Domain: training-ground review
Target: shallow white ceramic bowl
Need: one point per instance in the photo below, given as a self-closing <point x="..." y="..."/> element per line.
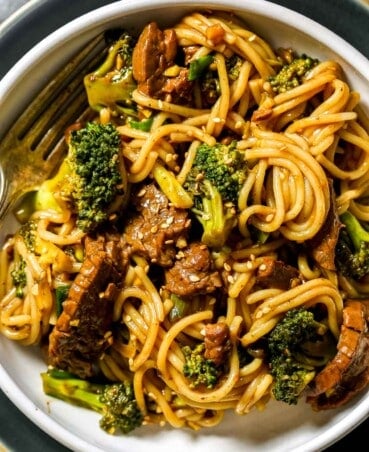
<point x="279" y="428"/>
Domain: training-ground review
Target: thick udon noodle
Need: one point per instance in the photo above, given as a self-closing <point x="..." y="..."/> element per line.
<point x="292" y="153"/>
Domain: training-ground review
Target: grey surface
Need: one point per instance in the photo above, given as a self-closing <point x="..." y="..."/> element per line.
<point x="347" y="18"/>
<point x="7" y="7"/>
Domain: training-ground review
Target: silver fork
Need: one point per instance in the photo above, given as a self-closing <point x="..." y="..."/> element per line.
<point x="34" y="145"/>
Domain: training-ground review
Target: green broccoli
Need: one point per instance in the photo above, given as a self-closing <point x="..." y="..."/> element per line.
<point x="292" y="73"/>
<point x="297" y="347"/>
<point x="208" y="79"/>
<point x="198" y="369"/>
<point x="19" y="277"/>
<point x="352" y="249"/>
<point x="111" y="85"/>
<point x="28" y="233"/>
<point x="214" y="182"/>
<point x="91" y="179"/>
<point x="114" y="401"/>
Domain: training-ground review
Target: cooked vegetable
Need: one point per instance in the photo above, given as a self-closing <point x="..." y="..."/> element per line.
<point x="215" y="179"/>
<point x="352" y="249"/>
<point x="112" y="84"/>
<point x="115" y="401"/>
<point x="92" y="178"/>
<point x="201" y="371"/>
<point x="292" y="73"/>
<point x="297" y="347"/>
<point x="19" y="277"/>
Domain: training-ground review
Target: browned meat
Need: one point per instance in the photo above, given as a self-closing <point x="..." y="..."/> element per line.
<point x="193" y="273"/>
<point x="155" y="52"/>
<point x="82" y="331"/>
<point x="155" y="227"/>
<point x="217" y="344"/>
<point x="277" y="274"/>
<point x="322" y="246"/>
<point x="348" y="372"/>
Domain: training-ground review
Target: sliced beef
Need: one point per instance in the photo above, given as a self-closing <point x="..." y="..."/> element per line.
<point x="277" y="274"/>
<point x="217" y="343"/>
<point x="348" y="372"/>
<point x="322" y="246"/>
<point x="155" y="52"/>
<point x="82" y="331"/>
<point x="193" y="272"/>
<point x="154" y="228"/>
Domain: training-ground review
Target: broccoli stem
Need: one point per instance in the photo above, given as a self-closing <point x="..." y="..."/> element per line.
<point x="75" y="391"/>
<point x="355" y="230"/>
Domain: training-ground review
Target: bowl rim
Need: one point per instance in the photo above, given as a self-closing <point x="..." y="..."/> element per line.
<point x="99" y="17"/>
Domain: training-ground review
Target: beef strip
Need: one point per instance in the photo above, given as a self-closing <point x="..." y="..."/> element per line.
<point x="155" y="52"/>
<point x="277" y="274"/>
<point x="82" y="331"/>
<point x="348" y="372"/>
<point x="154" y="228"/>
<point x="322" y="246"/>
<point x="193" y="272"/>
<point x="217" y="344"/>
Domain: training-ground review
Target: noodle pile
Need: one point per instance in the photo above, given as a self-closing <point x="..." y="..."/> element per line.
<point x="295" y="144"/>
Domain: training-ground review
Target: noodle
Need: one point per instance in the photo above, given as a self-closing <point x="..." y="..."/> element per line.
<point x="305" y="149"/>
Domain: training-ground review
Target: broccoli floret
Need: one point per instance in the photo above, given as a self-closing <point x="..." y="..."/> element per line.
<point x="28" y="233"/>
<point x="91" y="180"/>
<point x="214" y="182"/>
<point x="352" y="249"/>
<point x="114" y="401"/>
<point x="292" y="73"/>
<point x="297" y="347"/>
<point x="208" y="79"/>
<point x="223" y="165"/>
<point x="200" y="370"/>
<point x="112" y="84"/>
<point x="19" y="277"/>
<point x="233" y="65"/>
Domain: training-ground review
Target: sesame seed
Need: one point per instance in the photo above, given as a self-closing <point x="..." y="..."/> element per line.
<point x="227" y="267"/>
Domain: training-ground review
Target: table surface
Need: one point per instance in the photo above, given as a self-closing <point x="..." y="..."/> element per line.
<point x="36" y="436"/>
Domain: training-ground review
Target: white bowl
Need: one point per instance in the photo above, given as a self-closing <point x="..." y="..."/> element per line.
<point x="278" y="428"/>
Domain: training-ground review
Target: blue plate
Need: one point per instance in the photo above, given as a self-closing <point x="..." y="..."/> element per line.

******

◆ Prompt ◆
The answer must be every line of the data that contains the word "noodle".

◆ Output below ◆
Target: thick udon noodle
Target: noodle pile
Target: noodle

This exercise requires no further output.